## Data section:
■ ■ ■

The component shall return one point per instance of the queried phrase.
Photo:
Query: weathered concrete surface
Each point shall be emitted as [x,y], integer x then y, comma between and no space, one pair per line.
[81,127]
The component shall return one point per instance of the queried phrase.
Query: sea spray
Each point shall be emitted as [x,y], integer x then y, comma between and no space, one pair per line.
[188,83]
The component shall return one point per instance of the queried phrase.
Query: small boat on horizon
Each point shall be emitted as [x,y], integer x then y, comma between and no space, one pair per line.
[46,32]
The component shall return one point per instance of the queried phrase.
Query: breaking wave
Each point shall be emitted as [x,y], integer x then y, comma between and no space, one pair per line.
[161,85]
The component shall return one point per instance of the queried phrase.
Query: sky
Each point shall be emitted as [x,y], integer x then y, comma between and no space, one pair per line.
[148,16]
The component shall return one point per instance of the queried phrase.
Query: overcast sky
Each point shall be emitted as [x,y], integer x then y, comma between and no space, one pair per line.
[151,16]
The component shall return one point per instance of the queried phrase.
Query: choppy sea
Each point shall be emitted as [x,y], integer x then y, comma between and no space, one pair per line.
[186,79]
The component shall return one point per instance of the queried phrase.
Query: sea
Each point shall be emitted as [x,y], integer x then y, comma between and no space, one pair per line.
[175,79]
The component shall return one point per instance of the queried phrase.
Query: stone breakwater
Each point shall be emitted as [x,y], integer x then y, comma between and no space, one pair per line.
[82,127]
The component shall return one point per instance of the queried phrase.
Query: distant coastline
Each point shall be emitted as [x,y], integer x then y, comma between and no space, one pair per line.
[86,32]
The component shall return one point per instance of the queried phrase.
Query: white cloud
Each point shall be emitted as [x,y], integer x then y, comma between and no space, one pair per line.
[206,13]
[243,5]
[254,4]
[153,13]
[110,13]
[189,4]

■ ■ ■

## Task:
Could you give the records again, exactly as they appear?

## Response for this exercise:
The component shall return one point per instance of the queried phrase.
Photo:
Query: weathered concrete surface
Each point shall be emitted as [x,y], integer x then y, comma between and no space, one pair per line.
[81,127]
The component shall return one point per instance of the queried phrase.
Query: sea spray
Each point shall be emitted as [x,y], integer x then y, comma between and no space, one pair per line.
[188,83]
The component shall return one point per instance of the queried phrase.
Query: small boat on horizon
Each point shall be emitted as [x,y], integer x then y, comma between and no space, one pair per line.
[46,32]
The component shall return one point per instance of the queried phrase.
Query: breaking wave
Each point shall be emitted as [x,y], integer x then y, comma between and no space, one pair per line.
[161,85]
The component shall return one point per instance of the queried phrase.
Query: sky
Each point shall be emitted as [x,y], integer x then y, comma between and no space, one pair per line.
[148,16]
The component shall return one point per instance of the queried phrase.
Query: overcast sky
Each point shall be emitted as [x,y], integer x then y, comma between and no space, one pair per line.
[151,16]
The component shall return one point per instance of the queried phrase.
Query: choppy sea
Each point shall be emitted as [x,y], integer x then y, comma between and no space, one pair per line.
[186,79]
The component shall return one point per instance of the queried phrase.
Query: sea
Each point shall be emitted as [x,y], integer x then y, comma between and no space, one pair per line.
[175,79]
The component shall return one point per instance of the queried phrase.
Query: stone breakwater
Each point shall be emitted as [x,y], integer x then y, comma between and no space, one pair per line.
[82,127]
The component shall return one point per instance of the queried phrase.
Query: distant coastline
Each point shall be emitted as [x,y], integer x then y, comma between and no space, one pair per line.
[86,32]
The component shall return one point per instance of the queried phrase.
Query: white cloud
Each point shall be emitted as [x,y], integer x then y, comma between and no space, one pair per line.
[206,13]
[243,5]
[254,4]
[153,13]
[110,13]
[189,4]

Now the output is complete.